====== Texte à lire ======

Légende, certes, mais discrète et sans reconnaissance officielle de la part des spécialistes et des exégètes du 9e art. C'est maintenant chose faite avec L'art de Morris, une superbe exposition présentée jusqu'au 25 septembre à la Cité internationale de la bande dessinée de l'image d'Angoulême. À l'occasion du 70e anniversaire de Lucky Luke, nous avons rencontré Stéphane Beaujean, commissaire de l'exposition et auteur de L'art de Morris, publié chez Dargaud. À la recherche du «poor lonesome writer»...

«Si on a pris autant de temps à le reconnaître c'est peut-être parce qu'il fait partie de ces grands techniciens qui se sont mis au service de la bande dessinée. Il n'a jamais eu de prétentions artistiques comme Hergé ou Franquin, du moins il ne s'en est jamais vanté. Je crois qu'il se voyait plus comme un artisan que comme un artiste.»

Une attitude qui a surement contribué à cette méconnaissance par l'intelligentsia du 9e art, tout comme son allergie à la vie publique. Discret, effacé, il n'aimait pas particulièrement être sous les projecteurs et se méfiait du discours savant sur la bande dessinée ou sur ses créations.

«Pourtant Morris connaissait très bien la bande dessinée mondiale, il a même fait des conférences sur l'histoire du 9e art. Mais dans les entrevues qu'il donnait, il ne parlait que très rarement de son parcours, de sa vie et de son travail», explique le journaliste bd, qui rappelle qu'Angoulême lui avait consacré, il y a plus d'une quinzaine d'années, une exposition plutôt controversée, qui ne contenait ni planches, ni dessins originaux, qui avait déçu autant les néophytes que les aficionados, et qui ne rendait pas justice à ses grandes qualités graphiques.

«Morris refusait de montrer ses planches. Il les gardait cachées, personne ne pouvait les voir. Et contrairement à Hergé ou à d'autres, on ne pouvait pas en retrouver ailleurs. Sa famille possédait presque 100 % de sa production.»

Si la première exposition présentait des ratés, ce n'est pas le cas de celle-ci, puisque les commissaires ont réussi à convaincre ses ayants droit de prêter planches et documents originaux. «Après sa mort, sa famille a changé d'avis. Elle a compris l'importance pour les artistes de bandes dessinées d'être présents dans les musées et d'avoir un discours critique sur leurs œuvres.»

Très influencé par le dessin animé de Disney et les strips américains, dont le Popeye de Segar, Morris tente d'intégrer le rythme, le dynamisme et l'efficacité de la narration du dessin animé et du strip à sa création. «Dans les premiers Lucky Luke, il y a effectivement ces influences. Il ne fait pas du dessin animé en bande dessinée, mais la technique du dessin animé lui a permis de trouver une méthode pour raconter en bande dessinée. On parle souvent du dessin animé parce qu'à ses débuts, il voulait être animateur, pas dessinateur de bédés. Pendant 8 ans, la bande dessinée ne sera pas un vrai projet pour lui. Il pense faire ça en attendant.»

======

**Consigne 1**
Répondez aux questions suivantes à partir du texte sur Morris.
(a) Jusqu'à quelle date l'exposition L'art de Morris est-elle présentée à Angoulême ?
(b) Quelle part de la production de Morris sa famille possédait-elle ?
(c) Pendant combien d'années la bande dessinée n'a-t-elle pas été un vrai projet pour Morris ?
**Consigne 2**
Poursuivez le texte sur Morris à la suite de sa dernière phrase.

====== Données fournies ======

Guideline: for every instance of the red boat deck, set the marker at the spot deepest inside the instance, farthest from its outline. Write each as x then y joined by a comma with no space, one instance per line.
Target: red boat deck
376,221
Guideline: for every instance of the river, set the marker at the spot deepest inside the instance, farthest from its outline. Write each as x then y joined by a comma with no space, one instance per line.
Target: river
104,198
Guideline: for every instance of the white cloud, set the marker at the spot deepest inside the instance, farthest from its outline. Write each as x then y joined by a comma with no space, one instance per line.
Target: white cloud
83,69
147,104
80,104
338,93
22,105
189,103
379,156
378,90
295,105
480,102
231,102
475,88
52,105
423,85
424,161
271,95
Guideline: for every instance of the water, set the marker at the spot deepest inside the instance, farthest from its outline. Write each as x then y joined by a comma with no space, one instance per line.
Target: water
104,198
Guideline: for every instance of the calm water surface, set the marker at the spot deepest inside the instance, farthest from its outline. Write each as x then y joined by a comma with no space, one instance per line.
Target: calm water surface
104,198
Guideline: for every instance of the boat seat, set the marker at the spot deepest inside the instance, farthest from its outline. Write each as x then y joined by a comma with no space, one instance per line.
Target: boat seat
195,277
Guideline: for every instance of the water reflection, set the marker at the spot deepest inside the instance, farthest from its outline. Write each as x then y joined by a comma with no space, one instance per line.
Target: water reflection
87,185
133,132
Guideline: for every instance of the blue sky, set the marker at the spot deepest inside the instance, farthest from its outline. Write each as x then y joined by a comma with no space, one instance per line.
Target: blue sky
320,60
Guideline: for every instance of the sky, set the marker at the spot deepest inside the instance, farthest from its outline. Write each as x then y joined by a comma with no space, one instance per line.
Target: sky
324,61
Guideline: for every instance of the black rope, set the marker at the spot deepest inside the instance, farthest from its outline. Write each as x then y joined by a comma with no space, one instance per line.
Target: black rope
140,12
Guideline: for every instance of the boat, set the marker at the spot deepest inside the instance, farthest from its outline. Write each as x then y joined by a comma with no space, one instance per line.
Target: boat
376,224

======

**Réponse attendue 1**
(a) Jusqu'au 25 septembre.
(b) Presque 100 %.
(c) Pendant 8 ans.

**Réponse attendue 2**
Ces années lui permettent de peaufiner et d'affiner son style, son univers et ses personnages, et de se confronter à ses limites et à certains défis insurmontables : adapter son dessin, hérité de l'animation, à la bande dessinée, trouver un style à son héros et à sa série, transposer le western dans des romans jeunesse à une époque où toute violence est gommée par la censure. Et c'est sans compter sa fâcheuse tendance à faire disparaître tous ses vilains, ce qui l'oblige à trouver constamment de nouveaux malfrats et à réinventer son univers. «Il peine beaucoup à trouver de nouveaux méchants. Il a par exemple regretté d'avoir tué les Dalton. C'est pour ça qu'il va aller voir Goscinny. D'ailleurs, c'est ce dernier qui saura le convaincre de ressusciter les Dalton sous la forme de cousins.»

Pourquoi Goscinny ? Parce qu'il le connaît bien, qu'il a en haute estime la qualité de ses scenarii, et qu'il a une excellente connaissance de l'Amérique où, tout comme Morris, il a séjourné plusieurs années.

Il décide alors de lui confier les scénarios. En Goscinny, Morris trouve le partenaire parfait qui saura amener le cow-boy vers de nouveaux pâturages. Toutefois, le dessinateur garde la direction du tandem. Exit l'exubérant scénariste qui signait Astérix et autres Iznogoud aux innombrables jeux de mots et aux gags «gérardouryesques». Goscinny adopte un humour plus discret, moins éclatant. «La collaboration n'est pas la même. Astérix, Iznogoud et ses autres histoires sont ses créations, ce qui n'est pas le cas de Lucky Luke. Ici, il s'est mis au service de Morris. Et ce dernier gardait toujours la décision finale. Quand il n'était pas d'accord avec une idée, il la changeait. Quand il avait une meilleure idée, il la mettait. Ce qui l'intéressait, ce n'était pas tant le dessin ou le scénario, que la mise en scène. Il a très souvent trahi celle proposée par son scénariste», conclut le journaliste en nous recommandant chaudement de lire Le cavalier blanc, une de ses aventures préférées et la preuve pour lui de l'importance de la mise en scène chez le créateur.

Une suggestion qui ne tombera pas dans l'oreille d'un sourd.

• Stéphane Beaujean, Jean-Pierre Mercier, L'art de Morris, Dargaud.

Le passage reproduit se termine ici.